- Stated problem -
Gather every line from the items below that contains the word "white", and copy each of those lines unchanged.
○ ○ ○ ○ ○ ○ ○
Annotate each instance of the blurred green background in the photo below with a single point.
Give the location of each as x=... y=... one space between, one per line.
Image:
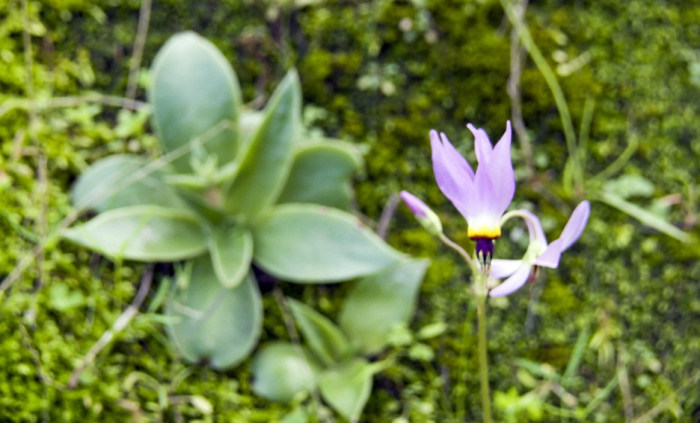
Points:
x=380 y=74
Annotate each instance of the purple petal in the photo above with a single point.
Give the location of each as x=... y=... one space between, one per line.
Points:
x=485 y=195
x=503 y=268
x=415 y=204
x=452 y=172
x=534 y=227
x=576 y=224
x=482 y=144
x=550 y=257
x=500 y=171
x=513 y=283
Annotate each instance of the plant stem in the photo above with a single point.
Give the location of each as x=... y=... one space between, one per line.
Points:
x=117 y=327
x=461 y=252
x=483 y=356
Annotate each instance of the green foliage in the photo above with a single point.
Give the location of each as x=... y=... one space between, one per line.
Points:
x=421 y=65
x=213 y=323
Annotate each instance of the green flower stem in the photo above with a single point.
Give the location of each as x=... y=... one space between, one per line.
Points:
x=483 y=357
x=481 y=291
x=461 y=252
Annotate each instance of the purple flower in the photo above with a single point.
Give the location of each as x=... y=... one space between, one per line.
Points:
x=482 y=196
x=538 y=253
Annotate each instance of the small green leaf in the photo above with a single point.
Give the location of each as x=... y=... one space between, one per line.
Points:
x=142 y=233
x=346 y=388
x=315 y=244
x=627 y=186
x=324 y=337
x=193 y=89
x=231 y=251
x=379 y=302
x=282 y=370
x=644 y=216
x=216 y=324
x=121 y=181
x=296 y=416
x=321 y=174
x=268 y=157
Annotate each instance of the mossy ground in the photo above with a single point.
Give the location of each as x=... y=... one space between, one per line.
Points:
x=381 y=74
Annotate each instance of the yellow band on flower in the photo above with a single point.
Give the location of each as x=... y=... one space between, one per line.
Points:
x=484 y=232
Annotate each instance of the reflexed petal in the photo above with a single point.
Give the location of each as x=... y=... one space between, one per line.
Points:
x=550 y=257
x=500 y=170
x=452 y=172
x=503 y=268
x=482 y=144
x=513 y=283
x=534 y=227
x=414 y=203
x=454 y=156
x=486 y=193
x=575 y=226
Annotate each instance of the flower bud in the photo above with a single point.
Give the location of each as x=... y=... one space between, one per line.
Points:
x=426 y=217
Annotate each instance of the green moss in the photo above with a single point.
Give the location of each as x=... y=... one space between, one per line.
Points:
x=384 y=87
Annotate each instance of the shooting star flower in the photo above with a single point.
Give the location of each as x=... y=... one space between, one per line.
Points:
x=538 y=253
x=482 y=196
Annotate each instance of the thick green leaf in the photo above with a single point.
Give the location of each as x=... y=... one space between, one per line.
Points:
x=282 y=370
x=121 y=181
x=142 y=233
x=216 y=324
x=379 y=302
x=324 y=337
x=644 y=216
x=296 y=416
x=321 y=174
x=314 y=244
x=346 y=388
x=231 y=251
x=268 y=157
x=193 y=89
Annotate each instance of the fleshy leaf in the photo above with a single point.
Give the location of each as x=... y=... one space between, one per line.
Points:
x=324 y=337
x=296 y=416
x=379 y=302
x=114 y=182
x=314 y=244
x=268 y=157
x=215 y=324
x=346 y=388
x=282 y=370
x=231 y=251
x=644 y=216
x=321 y=174
x=193 y=89
x=142 y=233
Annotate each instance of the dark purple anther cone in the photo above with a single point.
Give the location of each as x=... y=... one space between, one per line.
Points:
x=484 y=250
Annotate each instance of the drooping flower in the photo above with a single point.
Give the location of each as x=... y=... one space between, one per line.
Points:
x=425 y=216
x=538 y=253
x=481 y=196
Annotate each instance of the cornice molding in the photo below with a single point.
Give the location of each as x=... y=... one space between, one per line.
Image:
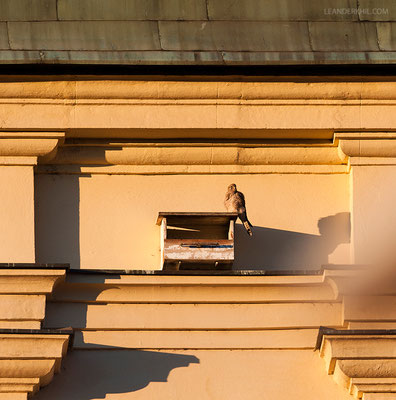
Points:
x=28 y=146
x=364 y=364
x=23 y=295
x=361 y=146
x=29 y=361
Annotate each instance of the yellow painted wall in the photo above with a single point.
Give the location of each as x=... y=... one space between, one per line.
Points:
x=108 y=221
x=196 y=375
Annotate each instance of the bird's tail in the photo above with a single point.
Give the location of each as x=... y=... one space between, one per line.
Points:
x=246 y=223
x=247 y=227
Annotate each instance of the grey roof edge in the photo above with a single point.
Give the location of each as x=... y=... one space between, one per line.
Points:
x=204 y=58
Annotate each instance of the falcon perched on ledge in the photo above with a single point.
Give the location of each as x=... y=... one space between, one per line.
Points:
x=235 y=202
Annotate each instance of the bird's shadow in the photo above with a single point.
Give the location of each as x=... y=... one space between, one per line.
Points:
x=276 y=249
x=92 y=374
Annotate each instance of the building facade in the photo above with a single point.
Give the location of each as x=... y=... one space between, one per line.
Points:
x=113 y=112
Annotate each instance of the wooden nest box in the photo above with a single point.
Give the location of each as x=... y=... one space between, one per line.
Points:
x=196 y=240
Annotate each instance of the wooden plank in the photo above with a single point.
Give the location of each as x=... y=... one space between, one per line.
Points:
x=212 y=216
x=198 y=250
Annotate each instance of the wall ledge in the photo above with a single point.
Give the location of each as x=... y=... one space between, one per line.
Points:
x=361 y=361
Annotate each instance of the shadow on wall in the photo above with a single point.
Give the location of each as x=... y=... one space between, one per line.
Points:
x=92 y=374
x=57 y=219
x=58 y=233
x=275 y=249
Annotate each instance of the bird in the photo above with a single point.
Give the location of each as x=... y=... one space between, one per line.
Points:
x=235 y=202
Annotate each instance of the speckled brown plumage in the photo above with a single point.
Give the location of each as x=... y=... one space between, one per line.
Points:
x=235 y=202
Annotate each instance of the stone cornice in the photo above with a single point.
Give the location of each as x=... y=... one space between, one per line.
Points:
x=179 y=88
x=23 y=295
x=29 y=361
x=361 y=146
x=363 y=362
x=28 y=146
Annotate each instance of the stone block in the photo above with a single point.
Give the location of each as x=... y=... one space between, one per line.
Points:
x=131 y=10
x=27 y=10
x=234 y=36
x=92 y=35
x=4 y=36
x=377 y=10
x=343 y=36
x=387 y=35
x=281 y=10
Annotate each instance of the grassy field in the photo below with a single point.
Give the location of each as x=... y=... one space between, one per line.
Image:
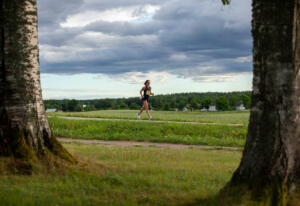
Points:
x=217 y=135
x=125 y=176
x=241 y=117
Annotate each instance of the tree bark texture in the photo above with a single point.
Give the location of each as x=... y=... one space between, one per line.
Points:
x=271 y=158
x=24 y=128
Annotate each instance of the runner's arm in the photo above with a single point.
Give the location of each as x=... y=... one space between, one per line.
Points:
x=141 y=92
x=151 y=92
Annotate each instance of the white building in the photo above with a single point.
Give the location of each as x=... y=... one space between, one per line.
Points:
x=212 y=108
x=240 y=107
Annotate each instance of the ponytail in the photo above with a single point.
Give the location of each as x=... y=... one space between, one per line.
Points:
x=146 y=82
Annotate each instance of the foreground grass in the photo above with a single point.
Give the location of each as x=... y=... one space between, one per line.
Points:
x=125 y=176
x=236 y=117
x=217 y=135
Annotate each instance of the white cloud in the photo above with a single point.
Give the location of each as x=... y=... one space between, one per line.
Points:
x=178 y=57
x=244 y=59
x=125 y=14
x=141 y=77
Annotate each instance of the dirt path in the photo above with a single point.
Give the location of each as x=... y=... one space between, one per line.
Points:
x=118 y=143
x=157 y=121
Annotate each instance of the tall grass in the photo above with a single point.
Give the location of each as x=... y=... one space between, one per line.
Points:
x=125 y=176
x=236 y=117
x=218 y=135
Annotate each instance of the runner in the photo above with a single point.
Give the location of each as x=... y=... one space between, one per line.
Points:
x=145 y=99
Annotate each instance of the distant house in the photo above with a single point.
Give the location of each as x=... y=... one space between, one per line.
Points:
x=240 y=107
x=52 y=110
x=212 y=108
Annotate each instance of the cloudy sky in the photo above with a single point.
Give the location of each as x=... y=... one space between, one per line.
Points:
x=108 y=48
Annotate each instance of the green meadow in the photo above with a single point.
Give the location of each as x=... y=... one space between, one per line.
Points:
x=216 y=135
x=125 y=176
x=234 y=117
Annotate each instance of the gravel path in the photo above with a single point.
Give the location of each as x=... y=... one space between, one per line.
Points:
x=148 y=144
x=157 y=121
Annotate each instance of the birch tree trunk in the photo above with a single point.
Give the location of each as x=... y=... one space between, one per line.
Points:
x=271 y=159
x=24 y=129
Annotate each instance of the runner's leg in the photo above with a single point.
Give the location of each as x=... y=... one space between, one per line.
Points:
x=142 y=109
x=147 y=109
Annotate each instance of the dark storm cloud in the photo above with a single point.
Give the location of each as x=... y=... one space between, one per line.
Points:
x=186 y=38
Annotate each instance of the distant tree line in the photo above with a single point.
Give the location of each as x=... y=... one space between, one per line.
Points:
x=192 y=101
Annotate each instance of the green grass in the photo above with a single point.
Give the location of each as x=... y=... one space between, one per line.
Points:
x=218 y=135
x=237 y=117
x=125 y=176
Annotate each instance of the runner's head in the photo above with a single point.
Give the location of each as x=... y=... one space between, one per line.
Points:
x=147 y=83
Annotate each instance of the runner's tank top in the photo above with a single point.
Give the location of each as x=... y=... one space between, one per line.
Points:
x=147 y=92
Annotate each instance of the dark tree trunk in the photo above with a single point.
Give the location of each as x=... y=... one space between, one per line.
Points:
x=271 y=158
x=24 y=129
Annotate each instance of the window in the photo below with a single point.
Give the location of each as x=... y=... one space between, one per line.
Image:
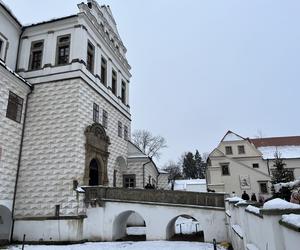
○ ○ ○ ○ ○ ○ ○
- Exercise response -
Annotate each instance of the white building in the photo above with a single point.
Annotate each instance of the white cloud in the photo above with a single point.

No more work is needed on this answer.